— Problems to solve —
1. In the storage appliance passage, what are the vdisk commands converted into?
2. Write the next part of the storage appliance passage, continuing after its final sentence.

— Document text —
◆ ◆ ◆ ◆

An iSCSI driver layer 426 provides block protocol access over the TCP/IP network protocol layers, while a FC driver layer 430 operates with the FC HBA 326 to receive and transmit block access requests and responses to and from the integrated storage appliance. The FC and iSCSI drivers provide FC-specific and iSCSI-specific access control to the luns (vdisks) and, thus, manage exports of vdisks to either iSCSI or FCP or, alternatively, to both iSCSI and FCP when accessing a single vdisk on the multi-protocol storage appliance. In addition, the storage operating system includes a disk storage layer 440 that implements a disk storage protocol, such as a RAID protocol, and a disk driver layer 450 that implements a disk access protocol such as, e.g., a SCSI protocol.

Bridging the disk software layers with the integrated network protocol stack layers is a virtualization system 455 that is implemented by a file system 465 interacting with virtualization modules illustratively embodied as, e.g., vdisk module 470 and SCSI target module 460. It should be noted that the vdisk module 470, the file system 465 and SCSI target module 460 can be implemented in software, hardware, firmware, or a combination thereof. The vdisk module 470 interacts with the file system 465 to enable access by administrative interfaces in response to a system administrator issuing commands to the multi-protocol storage appliance 300. In essence, the vdisk module 470 manages SAN deployments by, among other things, implementing a comprehensive set of vdisk (lun) commands issued through a user interface by a system administrator. These vdisk commands are converted to primitive file system operations (“primitives”) that interact with the file system 465 and the SCSI target module 460 to implement the vdisks.

◆ ◆ ◆ ◆

[Items listed in a dataset]

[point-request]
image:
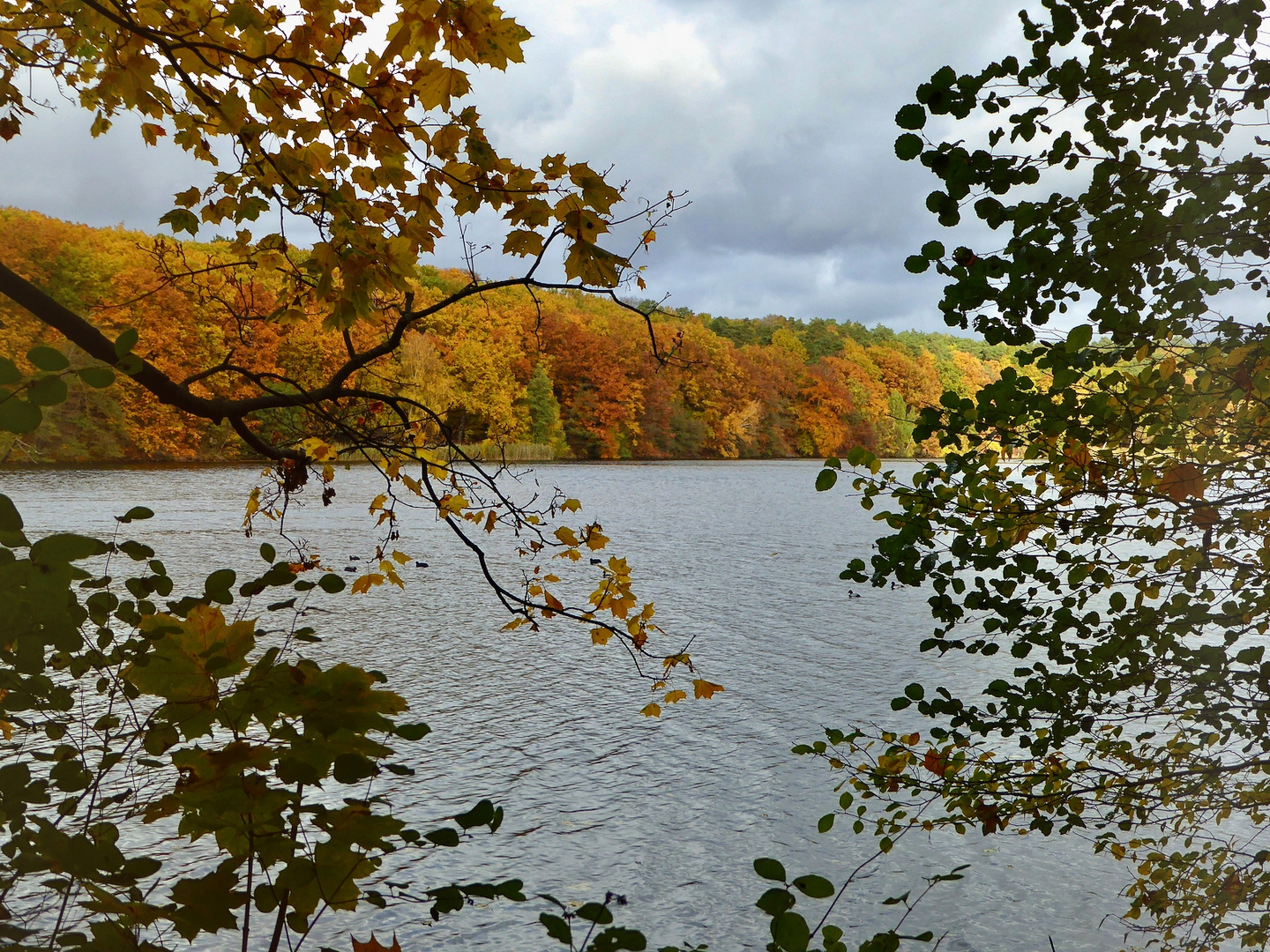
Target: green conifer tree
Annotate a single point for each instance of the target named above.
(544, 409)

◆ ◆ ◆ ◆

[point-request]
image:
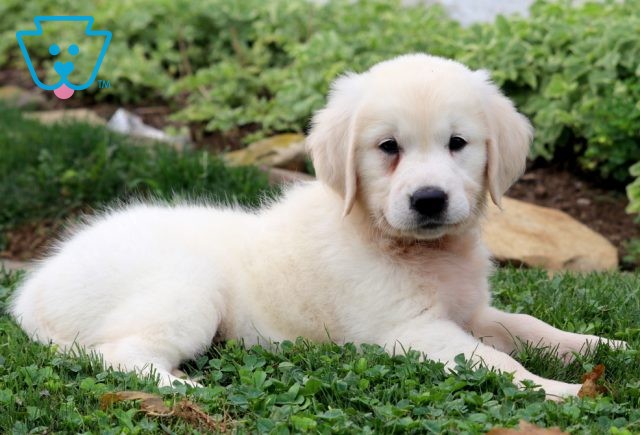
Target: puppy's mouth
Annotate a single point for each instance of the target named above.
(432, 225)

◆ ◆ ◆ ◆

— Expected results —
1. Primitive file system operations, called "primitives," that interact with the file system 465 and the SCSI target module 460.

2.
The SCSI target module 460, in turn, initiates emulation of a disk or lun by providing a mapping procedure that translates luns into the special vdisk file types. The SCSI target module is illustratively disposed between the FC and iSCSI drivers 430, 426 and the file system 465 to thereby provide a translation layer of the virtualization system 455 between the SAN block (lun) space and the file system space, where luns are represented as vdisks. By “disposing” SAN virtualization over the file system 465, the multi-protocol storage appliance reverses the approaches taken by prior systems to thereby provide a single unified storage platform for essentially all storage access protocols.

The file system 465 is illustratively a message-based system; as such, the SCSI target module 460 transposes a SCSI request into a message representing an operation directed to the file system. For example, the message generated by the SCSI target module may include a type of operation (e.g., read, write) along with a pathname (e.g., a path descriptor) and a filename (e.g., a special filename) of the vdisk object represented in the file system. The SCSI target module 460 passes the message into the file system 465 as, e.g., a function call, where the operation is performed.

The file system 465 illustratively implements the WAFL file system having an on-disk format representation that is block-based using, e.g., 4 kilobyte (KB) blocks and using inodes to describe the files. The WAFL file system uses files to store metadata describing the layout of its file system; these metadata files include, among others, an inode file. A file handle, i.e., an identifier that includes an inode number, is used to retrieve an inode from disk. A description of the structure of the file system, including on-disk modes and the inode file, is provided in the above-incorporated U.S. Pat. No. 5,819,292.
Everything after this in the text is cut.